Written task
From the records below, extract all the text exactly and leave the images behind.

Information given
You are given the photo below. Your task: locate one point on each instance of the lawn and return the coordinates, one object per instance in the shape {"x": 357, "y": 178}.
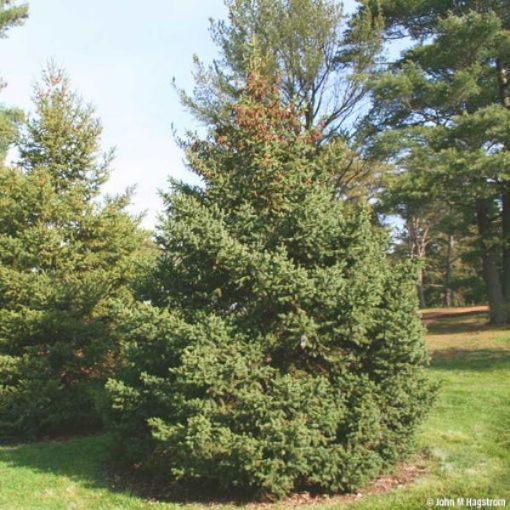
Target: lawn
{"x": 464, "y": 446}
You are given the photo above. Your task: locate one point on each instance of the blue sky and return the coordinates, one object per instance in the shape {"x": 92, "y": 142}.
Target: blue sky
{"x": 121, "y": 56}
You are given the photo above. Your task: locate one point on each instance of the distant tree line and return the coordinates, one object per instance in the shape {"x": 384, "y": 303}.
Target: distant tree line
{"x": 266, "y": 336}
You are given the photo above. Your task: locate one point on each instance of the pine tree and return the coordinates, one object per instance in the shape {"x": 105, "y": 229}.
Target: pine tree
{"x": 450, "y": 95}
{"x": 66, "y": 262}
{"x": 285, "y": 351}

Response to the task
You are given the photo below. Your task: locate one point on each instance of the lawn and return the coordinates, one object per instance in the shape {"x": 357, "y": 178}.
Target: lawn
{"x": 464, "y": 446}
You are given the photo above. Your task: locate one point on each instance of the blue sky and return the coordinates, one object per instance in the shape {"x": 92, "y": 142}.
Target: blue sky
{"x": 121, "y": 56}
You are given the photo above. Your task: locate one point on each instance of the distant tree line and return the coordinates, one object per instance in the shape {"x": 384, "y": 303}.
Target: distant tree line
{"x": 266, "y": 336}
You are given the photo above. Your task: locate one point on each instance of the pine tree and return the coordinates, one object per instance in the shape {"x": 105, "y": 229}.
Target: pine tree
{"x": 450, "y": 95}
{"x": 66, "y": 262}
{"x": 285, "y": 351}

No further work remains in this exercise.